» **Stated goal**: Gather every line of the listing below that contains the string "each", treating uppercase and lowercase as distinct.

Position identification listing
* * * *

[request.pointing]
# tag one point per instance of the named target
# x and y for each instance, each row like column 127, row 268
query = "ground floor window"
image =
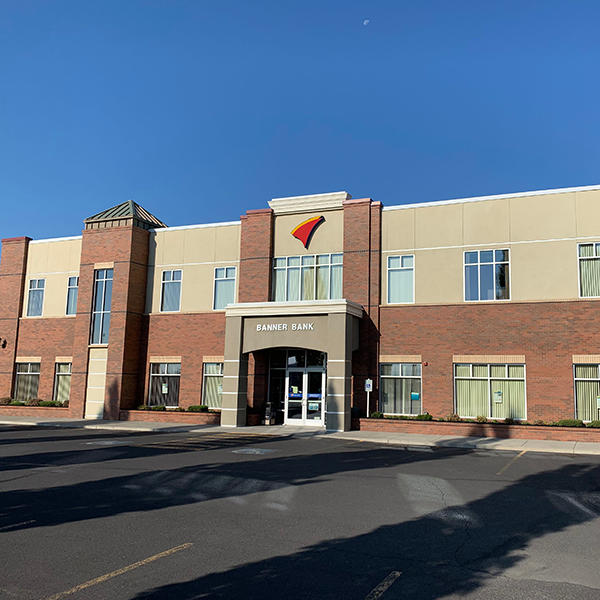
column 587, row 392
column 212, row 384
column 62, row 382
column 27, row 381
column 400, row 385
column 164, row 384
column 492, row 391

* * * *

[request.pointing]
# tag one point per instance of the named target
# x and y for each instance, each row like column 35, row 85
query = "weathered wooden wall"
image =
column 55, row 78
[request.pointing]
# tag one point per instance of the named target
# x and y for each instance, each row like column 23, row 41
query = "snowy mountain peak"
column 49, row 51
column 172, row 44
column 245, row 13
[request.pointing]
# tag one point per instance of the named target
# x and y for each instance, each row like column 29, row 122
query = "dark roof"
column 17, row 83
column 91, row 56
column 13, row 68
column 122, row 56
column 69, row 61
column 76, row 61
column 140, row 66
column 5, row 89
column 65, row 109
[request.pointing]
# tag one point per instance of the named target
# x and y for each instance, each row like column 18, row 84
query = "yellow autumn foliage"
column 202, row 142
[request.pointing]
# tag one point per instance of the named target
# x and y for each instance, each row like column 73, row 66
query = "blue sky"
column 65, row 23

* * * *

» **Expected answer**:
# x and y for each instance, each row like column 127, row 268
# x and y for each instance, each row like column 35, row 85
# x and y for each instance, each row like column 23, row 41
# x and y for each instance, each row like column 29, row 122
# x and y for each instance, each row like column 18, row 84
# x and y for each instance, each row like column 73, row 66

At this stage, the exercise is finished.